SET PROBLEM ▸
Please print exactly the lines running from the one that contains "the rear window" to the end of the data, with both lines included.

++++++++++++++++++++

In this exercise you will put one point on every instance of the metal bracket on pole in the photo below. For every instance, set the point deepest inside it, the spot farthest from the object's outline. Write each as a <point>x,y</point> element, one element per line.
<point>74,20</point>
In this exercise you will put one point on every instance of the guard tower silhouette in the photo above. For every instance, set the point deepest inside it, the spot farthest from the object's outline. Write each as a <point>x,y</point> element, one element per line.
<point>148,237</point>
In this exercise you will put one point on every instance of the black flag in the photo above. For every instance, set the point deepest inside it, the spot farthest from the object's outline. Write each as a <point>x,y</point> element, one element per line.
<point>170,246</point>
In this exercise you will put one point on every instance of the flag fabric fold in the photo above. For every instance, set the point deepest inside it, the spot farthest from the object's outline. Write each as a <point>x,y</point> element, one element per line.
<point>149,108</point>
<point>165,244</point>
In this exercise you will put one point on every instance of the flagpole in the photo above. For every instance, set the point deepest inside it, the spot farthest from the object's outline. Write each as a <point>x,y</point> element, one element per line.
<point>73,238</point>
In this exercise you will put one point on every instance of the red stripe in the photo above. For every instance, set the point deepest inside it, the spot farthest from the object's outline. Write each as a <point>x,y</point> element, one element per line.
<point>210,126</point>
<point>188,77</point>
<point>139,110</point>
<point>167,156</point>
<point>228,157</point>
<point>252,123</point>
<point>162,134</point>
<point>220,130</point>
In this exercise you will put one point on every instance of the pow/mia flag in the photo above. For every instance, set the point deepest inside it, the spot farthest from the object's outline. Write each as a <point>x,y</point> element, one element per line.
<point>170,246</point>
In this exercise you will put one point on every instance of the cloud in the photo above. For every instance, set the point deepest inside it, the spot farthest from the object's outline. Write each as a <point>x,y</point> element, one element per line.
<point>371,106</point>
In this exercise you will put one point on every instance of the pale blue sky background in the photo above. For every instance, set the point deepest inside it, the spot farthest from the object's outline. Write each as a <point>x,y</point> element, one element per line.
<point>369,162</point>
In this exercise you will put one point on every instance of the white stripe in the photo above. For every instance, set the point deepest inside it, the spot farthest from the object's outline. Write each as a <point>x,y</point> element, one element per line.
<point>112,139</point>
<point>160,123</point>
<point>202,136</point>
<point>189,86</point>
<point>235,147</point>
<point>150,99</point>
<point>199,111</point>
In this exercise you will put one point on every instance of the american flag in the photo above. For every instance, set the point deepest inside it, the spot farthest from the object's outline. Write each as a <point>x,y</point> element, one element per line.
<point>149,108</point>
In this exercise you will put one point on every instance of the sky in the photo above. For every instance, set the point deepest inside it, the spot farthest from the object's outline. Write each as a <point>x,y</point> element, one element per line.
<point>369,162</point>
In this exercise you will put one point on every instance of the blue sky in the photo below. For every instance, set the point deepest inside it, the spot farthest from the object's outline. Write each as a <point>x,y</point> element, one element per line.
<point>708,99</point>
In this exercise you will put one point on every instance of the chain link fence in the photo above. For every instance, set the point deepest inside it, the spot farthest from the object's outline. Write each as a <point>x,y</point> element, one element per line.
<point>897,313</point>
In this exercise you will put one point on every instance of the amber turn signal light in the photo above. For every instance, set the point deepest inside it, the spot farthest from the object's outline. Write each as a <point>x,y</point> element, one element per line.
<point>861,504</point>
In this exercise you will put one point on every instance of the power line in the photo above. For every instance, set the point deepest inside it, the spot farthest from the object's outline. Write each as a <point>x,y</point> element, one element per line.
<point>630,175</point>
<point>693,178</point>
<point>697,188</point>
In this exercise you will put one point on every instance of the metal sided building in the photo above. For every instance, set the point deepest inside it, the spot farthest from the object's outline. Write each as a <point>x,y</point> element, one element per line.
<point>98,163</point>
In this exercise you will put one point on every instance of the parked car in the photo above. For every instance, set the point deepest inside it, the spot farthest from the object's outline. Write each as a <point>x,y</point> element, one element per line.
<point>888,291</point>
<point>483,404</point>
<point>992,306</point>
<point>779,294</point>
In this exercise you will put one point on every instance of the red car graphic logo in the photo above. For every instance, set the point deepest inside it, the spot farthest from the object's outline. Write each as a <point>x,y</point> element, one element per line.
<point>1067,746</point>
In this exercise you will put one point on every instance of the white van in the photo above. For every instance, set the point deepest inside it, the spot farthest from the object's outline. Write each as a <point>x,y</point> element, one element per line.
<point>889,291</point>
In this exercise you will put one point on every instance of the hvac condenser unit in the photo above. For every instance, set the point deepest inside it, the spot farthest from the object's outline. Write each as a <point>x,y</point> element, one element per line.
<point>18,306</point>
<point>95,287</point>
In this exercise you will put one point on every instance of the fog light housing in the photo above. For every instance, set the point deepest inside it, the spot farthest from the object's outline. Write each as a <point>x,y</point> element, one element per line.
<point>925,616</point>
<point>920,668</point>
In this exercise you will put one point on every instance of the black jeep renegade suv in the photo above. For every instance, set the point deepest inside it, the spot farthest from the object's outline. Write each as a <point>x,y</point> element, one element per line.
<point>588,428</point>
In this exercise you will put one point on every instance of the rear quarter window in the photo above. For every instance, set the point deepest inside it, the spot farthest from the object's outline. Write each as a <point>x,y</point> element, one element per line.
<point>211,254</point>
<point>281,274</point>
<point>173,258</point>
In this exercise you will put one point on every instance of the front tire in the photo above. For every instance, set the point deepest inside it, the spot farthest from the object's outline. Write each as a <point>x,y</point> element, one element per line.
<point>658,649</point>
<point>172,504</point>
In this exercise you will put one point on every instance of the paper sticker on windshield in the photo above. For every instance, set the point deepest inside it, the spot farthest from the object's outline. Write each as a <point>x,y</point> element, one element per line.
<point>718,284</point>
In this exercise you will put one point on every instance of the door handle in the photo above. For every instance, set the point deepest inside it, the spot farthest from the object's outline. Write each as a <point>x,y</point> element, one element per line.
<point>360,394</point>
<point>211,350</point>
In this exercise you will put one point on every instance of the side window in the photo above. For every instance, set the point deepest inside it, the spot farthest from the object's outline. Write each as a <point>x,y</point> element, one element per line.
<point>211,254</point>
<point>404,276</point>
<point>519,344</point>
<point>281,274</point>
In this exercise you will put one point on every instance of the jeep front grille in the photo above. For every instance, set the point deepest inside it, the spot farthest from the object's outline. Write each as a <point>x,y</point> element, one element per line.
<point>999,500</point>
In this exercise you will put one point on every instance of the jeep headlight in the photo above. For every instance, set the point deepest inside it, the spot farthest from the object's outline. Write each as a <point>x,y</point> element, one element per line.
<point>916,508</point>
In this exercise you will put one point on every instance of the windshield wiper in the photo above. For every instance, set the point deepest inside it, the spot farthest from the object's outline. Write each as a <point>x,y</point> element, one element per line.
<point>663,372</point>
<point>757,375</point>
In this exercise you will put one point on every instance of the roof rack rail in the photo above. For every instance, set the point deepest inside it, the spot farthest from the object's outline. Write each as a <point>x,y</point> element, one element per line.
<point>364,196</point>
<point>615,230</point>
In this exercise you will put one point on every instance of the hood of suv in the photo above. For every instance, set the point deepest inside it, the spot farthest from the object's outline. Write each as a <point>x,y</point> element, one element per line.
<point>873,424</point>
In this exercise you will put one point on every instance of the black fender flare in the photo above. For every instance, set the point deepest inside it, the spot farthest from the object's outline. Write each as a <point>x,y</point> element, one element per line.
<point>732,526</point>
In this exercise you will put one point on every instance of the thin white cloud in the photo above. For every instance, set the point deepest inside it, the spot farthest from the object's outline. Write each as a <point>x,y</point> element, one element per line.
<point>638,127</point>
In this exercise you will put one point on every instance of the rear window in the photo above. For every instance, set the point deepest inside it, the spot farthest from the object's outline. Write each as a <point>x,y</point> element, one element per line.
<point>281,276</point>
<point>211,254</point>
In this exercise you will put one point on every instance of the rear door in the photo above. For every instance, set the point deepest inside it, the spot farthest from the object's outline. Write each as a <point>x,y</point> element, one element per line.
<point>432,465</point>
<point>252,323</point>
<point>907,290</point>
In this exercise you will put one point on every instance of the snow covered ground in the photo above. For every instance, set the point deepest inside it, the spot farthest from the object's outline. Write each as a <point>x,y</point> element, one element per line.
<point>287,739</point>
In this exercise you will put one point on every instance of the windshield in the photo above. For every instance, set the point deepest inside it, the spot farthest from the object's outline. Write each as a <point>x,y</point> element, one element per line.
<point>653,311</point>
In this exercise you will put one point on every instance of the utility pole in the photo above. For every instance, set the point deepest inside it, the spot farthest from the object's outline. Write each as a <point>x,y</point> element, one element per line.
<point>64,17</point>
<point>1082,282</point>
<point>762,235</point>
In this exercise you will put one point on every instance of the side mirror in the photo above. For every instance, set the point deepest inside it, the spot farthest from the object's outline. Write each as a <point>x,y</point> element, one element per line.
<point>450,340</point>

++++++++++++++++++++

COMPLETE OUTPUT ▸
In this exercise you will put one point on every instance of the rear window in the photo above. For every instance, set the point deepest inside it, the spot farthest from the object's outline. Write each as a <point>x,y</point> element, one element per line.
<point>281,276</point>
<point>211,254</point>
In this exercise you will put one point on every instance of the rear door in the photo above. For every instance, set the point deepest inside it, the spot farthest from the object's outline. Write each as a <point>x,y</point> element, one element per line.
<point>432,465</point>
<point>252,323</point>
<point>907,290</point>
In this exercise you will put one point on every instance of the snow covered ground in the photo above. For every instance, set the point deepest inside it, the spot farthest from the object's outline. Write each as a <point>x,y</point> element, one element per line.
<point>287,739</point>
In this exercise you will put one point on every instance of the windshield in the photo above. For every instance, set the point deepest inside it, the spot farthest from the object's outline. Write each as a <point>x,y</point> element, one element per line.
<point>653,311</point>
In this exercise you will put one point on every instance of the utility pole in the photo above. For every instance, set the point deepest inside it, the spot farthest from the object's outline. Write each as a <point>x,y</point> element, one element per line.
<point>64,17</point>
<point>1082,282</point>
<point>762,235</point>
In this exercise you will put one point on every instance of the side mirror in the photo above. For every instance, set the point deepest inside it, the spot farthest from the object's outline. Write each as a <point>x,y</point> element, one element per line.
<point>450,340</point>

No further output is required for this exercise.